■ Data to process ■
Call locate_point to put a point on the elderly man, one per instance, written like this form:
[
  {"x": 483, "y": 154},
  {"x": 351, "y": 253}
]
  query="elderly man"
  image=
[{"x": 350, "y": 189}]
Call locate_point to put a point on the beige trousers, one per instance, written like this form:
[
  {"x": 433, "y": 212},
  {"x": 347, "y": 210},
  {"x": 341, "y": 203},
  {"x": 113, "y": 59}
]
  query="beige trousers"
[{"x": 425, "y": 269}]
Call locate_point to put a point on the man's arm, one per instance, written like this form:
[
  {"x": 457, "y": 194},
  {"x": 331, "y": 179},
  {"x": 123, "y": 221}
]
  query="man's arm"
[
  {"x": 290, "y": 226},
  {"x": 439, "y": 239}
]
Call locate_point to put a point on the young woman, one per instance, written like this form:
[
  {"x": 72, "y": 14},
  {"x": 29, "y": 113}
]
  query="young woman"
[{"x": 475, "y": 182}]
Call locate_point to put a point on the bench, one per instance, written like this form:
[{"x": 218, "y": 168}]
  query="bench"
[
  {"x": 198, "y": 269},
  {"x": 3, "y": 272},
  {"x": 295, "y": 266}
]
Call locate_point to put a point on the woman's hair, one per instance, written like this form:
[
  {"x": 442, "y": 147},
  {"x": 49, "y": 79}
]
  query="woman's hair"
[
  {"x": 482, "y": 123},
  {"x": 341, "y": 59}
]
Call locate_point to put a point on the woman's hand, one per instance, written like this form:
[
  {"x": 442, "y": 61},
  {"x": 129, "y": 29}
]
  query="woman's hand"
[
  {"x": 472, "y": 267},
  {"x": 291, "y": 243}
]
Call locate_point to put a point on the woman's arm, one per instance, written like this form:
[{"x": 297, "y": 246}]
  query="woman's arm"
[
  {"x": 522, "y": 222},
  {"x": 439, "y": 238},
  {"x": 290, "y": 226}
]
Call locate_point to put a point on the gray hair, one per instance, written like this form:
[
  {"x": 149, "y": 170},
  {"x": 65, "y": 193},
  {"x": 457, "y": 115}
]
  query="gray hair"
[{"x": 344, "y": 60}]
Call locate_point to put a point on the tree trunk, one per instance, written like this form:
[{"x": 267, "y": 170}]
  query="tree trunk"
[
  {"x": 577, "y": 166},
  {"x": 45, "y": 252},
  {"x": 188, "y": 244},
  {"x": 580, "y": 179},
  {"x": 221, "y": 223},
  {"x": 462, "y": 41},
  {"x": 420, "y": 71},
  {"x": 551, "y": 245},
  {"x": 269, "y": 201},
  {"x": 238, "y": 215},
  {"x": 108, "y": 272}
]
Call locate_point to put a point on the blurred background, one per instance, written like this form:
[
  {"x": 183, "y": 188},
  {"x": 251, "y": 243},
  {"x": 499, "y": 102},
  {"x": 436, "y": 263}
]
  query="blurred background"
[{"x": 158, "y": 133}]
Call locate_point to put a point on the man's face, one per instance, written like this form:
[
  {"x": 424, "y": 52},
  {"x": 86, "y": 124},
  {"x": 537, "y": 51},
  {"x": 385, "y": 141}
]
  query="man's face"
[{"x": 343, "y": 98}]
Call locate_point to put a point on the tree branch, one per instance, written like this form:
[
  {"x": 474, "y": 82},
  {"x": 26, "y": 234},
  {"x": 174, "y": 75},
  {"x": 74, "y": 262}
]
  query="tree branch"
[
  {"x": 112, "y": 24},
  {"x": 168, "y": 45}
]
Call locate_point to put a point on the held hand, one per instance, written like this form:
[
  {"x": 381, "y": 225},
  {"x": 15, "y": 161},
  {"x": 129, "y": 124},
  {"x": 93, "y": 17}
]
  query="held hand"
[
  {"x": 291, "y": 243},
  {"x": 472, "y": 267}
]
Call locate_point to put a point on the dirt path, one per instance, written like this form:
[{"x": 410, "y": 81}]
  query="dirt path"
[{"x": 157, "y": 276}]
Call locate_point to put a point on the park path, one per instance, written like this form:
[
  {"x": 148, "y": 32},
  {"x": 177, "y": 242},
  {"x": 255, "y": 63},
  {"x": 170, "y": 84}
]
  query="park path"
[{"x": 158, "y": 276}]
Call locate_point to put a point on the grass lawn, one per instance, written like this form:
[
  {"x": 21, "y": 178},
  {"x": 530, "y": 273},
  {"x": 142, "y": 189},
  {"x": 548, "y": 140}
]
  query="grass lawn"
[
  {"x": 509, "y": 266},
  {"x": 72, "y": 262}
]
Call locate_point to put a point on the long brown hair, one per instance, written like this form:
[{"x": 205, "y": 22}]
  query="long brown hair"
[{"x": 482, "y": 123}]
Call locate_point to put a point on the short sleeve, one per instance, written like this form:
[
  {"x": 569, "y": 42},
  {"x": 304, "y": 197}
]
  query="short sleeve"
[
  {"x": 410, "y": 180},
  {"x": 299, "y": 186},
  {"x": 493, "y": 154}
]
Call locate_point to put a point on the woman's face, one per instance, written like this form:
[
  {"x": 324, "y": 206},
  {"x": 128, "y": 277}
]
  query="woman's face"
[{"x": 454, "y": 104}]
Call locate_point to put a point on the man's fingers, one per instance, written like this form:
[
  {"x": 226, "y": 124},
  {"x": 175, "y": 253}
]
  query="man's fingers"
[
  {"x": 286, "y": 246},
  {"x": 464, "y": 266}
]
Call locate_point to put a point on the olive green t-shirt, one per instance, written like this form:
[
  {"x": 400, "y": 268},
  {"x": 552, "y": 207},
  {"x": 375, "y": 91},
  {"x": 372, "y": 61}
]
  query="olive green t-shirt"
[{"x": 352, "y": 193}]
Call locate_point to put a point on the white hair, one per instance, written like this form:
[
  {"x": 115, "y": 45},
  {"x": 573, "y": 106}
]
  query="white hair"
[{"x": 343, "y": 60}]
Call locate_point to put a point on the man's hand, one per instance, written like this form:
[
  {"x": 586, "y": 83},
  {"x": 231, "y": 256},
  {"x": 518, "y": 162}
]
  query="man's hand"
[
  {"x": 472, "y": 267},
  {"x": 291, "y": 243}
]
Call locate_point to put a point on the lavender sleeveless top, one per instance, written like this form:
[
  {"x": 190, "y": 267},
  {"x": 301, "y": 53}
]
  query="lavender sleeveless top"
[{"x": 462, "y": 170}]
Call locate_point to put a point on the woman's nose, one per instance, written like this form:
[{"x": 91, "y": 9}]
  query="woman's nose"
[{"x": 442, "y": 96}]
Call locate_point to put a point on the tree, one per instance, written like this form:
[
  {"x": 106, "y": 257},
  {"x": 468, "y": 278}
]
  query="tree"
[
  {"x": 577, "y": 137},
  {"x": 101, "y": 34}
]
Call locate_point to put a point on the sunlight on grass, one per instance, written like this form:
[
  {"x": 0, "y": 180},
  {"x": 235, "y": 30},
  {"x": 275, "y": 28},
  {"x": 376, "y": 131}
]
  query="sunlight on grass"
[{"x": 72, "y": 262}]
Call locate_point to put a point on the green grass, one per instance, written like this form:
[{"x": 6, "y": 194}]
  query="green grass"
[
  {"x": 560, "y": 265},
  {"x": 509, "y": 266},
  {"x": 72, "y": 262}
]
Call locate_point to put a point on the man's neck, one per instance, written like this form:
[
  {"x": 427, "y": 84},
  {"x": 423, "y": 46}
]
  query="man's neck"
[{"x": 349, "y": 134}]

■ To be done ■
Would you copy out each line exactly as written?

■ Result of this task ■
Call locate_point to put a point on the elderly man, one per instance, written like this form:
[
  {"x": 483, "y": 154},
  {"x": 351, "y": 253}
]
  query="elderly man"
  image=
[{"x": 350, "y": 189}]
Call locate_point to put a point on the beige trousers, one per instance, written like this form:
[
  {"x": 433, "y": 212},
  {"x": 347, "y": 210},
  {"x": 341, "y": 203},
  {"x": 113, "y": 59}
]
  query="beige trousers"
[{"x": 425, "y": 269}]
Call locate_point to put a point on the man's arm, one per instance, written like this form:
[
  {"x": 457, "y": 194},
  {"x": 331, "y": 179},
  {"x": 123, "y": 221}
]
  query="man's arm"
[
  {"x": 290, "y": 226},
  {"x": 439, "y": 239}
]
Call locate_point to put a point on the young woman, one per instance, written like this form:
[
  {"x": 72, "y": 14},
  {"x": 29, "y": 113}
]
  query="young woman"
[{"x": 475, "y": 182}]
Call locate_point to put a point on the bench, one per instance, written like this form:
[{"x": 218, "y": 168}]
  query="bench"
[
  {"x": 198, "y": 269},
  {"x": 3, "y": 272},
  {"x": 295, "y": 266}
]
Call locate_point to put a point on the woman's hair, one per instance, written like this form:
[
  {"x": 442, "y": 147},
  {"x": 49, "y": 79}
]
  query="woman's hair"
[
  {"x": 482, "y": 123},
  {"x": 341, "y": 59}
]
Call locate_point to put a point on the woman's hand, one per instance, written like this form:
[
  {"x": 442, "y": 61},
  {"x": 129, "y": 29}
]
  query="woman's hand"
[
  {"x": 472, "y": 267},
  {"x": 291, "y": 243}
]
Call locate_point to put a point on the woman's arm, one per instance, written like this form:
[{"x": 297, "y": 246}]
  query="woman's arm"
[
  {"x": 522, "y": 222},
  {"x": 439, "y": 238},
  {"x": 290, "y": 226}
]
Call locate_point to put a point on the gray hair, one per instance, written like this form:
[
  {"x": 149, "y": 170},
  {"x": 65, "y": 193},
  {"x": 457, "y": 115}
]
  query="gray hair"
[{"x": 344, "y": 60}]
Call locate_point to put a point on the tree trunk, one per instance, written like this form:
[{"x": 267, "y": 170}]
  query="tree trunk"
[
  {"x": 577, "y": 166},
  {"x": 45, "y": 252},
  {"x": 188, "y": 244},
  {"x": 580, "y": 179},
  {"x": 221, "y": 223},
  {"x": 462, "y": 41},
  {"x": 420, "y": 71},
  {"x": 551, "y": 245},
  {"x": 269, "y": 201},
  {"x": 238, "y": 215},
  {"x": 108, "y": 272}
]
Call locate_point to put a point on the blurred background, one per instance, written like this form:
[
  {"x": 183, "y": 188},
  {"x": 251, "y": 243},
  {"x": 499, "y": 102},
  {"x": 436, "y": 263}
]
  query="blurred background"
[{"x": 158, "y": 133}]
Call locate_point to put a point on the man's face, one per instance, written like this form:
[
  {"x": 424, "y": 52},
  {"x": 86, "y": 124},
  {"x": 537, "y": 51},
  {"x": 385, "y": 141}
]
  query="man's face"
[{"x": 343, "y": 98}]
Call locate_point to put a point on the tree branch, one per instance, written like this form:
[
  {"x": 474, "y": 82},
  {"x": 26, "y": 234},
  {"x": 174, "y": 75},
  {"x": 74, "y": 262}
]
  query="tree branch"
[
  {"x": 112, "y": 24},
  {"x": 168, "y": 45}
]
Call locate_point to put a point on the held hand, one per instance, written like this form:
[
  {"x": 381, "y": 225},
  {"x": 15, "y": 161},
  {"x": 129, "y": 124},
  {"x": 93, "y": 17}
]
  query="held hand"
[
  {"x": 291, "y": 243},
  {"x": 472, "y": 267}
]
Call locate_point to put a point on the dirt path, one per instance, written like this form:
[{"x": 410, "y": 81}]
  query="dirt path"
[{"x": 157, "y": 276}]
Call locate_point to put a point on the park path, one per instance, written like this form:
[
  {"x": 148, "y": 32},
  {"x": 177, "y": 242},
  {"x": 255, "y": 63},
  {"x": 170, "y": 84}
]
  query="park path"
[{"x": 158, "y": 276}]
Call locate_point to put a point on the grass lawn, one per instance, written like this form:
[
  {"x": 21, "y": 178},
  {"x": 530, "y": 273},
  {"x": 142, "y": 189},
  {"x": 548, "y": 140}
]
  query="grass lawn"
[
  {"x": 509, "y": 266},
  {"x": 72, "y": 262}
]
Call locate_point to put a point on the long brown hair, one per instance, written like this form:
[{"x": 205, "y": 22}]
  query="long brown hair"
[{"x": 482, "y": 123}]
Call locate_point to put a point on the short sleeve, one per instance, written like this form:
[
  {"x": 569, "y": 42},
  {"x": 304, "y": 197}
]
  query="short sleeve"
[
  {"x": 410, "y": 180},
  {"x": 299, "y": 186},
  {"x": 493, "y": 154}
]
Call locate_point to put a point on the woman's face, one per instance, written like this form:
[
  {"x": 324, "y": 206},
  {"x": 128, "y": 277}
]
  query="woman's face"
[{"x": 454, "y": 104}]
Call locate_point to put a point on the man's fingers, one per instance, written like this form:
[
  {"x": 226, "y": 124},
  {"x": 175, "y": 253}
]
  query="man's fingers"
[
  {"x": 286, "y": 246},
  {"x": 464, "y": 266}
]
Call locate_point to put a point on the olive green t-shirt, one per instance, written like this form:
[
  {"x": 400, "y": 268},
  {"x": 552, "y": 207},
  {"x": 375, "y": 91},
  {"x": 372, "y": 61}
]
  query="olive green t-shirt"
[{"x": 352, "y": 193}]
Call locate_point to put a point on the white hair, one per instance, written like this form:
[
  {"x": 115, "y": 45},
  {"x": 573, "y": 106}
]
  query="white hair"
[{"x": 343, "y": 60}]
Call locate_point to put a point on the man's hand, one per instance, written like this form:
[
  {"x": 586, "y": 83},
  {"x": 231, "y": 256},
  {"x": 518, "y": 162}
]
  query="man's hand"
[
  {"x": 472, "y": 267},
  {"x": 291, "y": 243}
]
Call locate_point to put a point on the lavender sleeveless top, one per instance, written like this form:
[
  {"x": 190, "y": 267},
  {"x": 301, "y": 53}
]
  query="lavender sleeveless top"
[{"x": 462, "y": 170}]
Call locate_point to put a point on the woman's nose, one per instance, written like this form:
[{"x": 91, "y": 9}]
  query="woman's nose"
[{"x": 442, "y": 96}]
Call locate_point to put a point on the tree, one per instance, written like this form:
[
  {"x": 106, "y": 257},
  {"x": 468, "y": 278}
]
  query="tree"
[
  {"x": 577, "y": 137},
  {"x": 101, "y": 34}
]
Call locate_point to put a point on the sunlight on grass, one per instance, written like this form:
[
  {"x": 0, "y": 180},
  {"x": 235, "y": 30},
  {"x": 275, "y": 28},
  {"x": 376, "y": 131}
]
  query="sunlight on grass"
[{"x": 72, "y": 262}]
Call locate_point to put a point on the green grass, one per instance, written like this form:
[{"x": 6, "y": 194}]
  query="green grass"
[
  {"x": 560, "y": 265},
  {"x": 509, "y": 266},
  {"x": 72, "y": 262}
]
Call locate_point to put a point on the man's neck, one per instance, written like this form:
[
  {"x": 427, "y": 84},
  {"x": 423, "y": 46}
]
  query="man's neck"
[{"x": 349, "y": 134}]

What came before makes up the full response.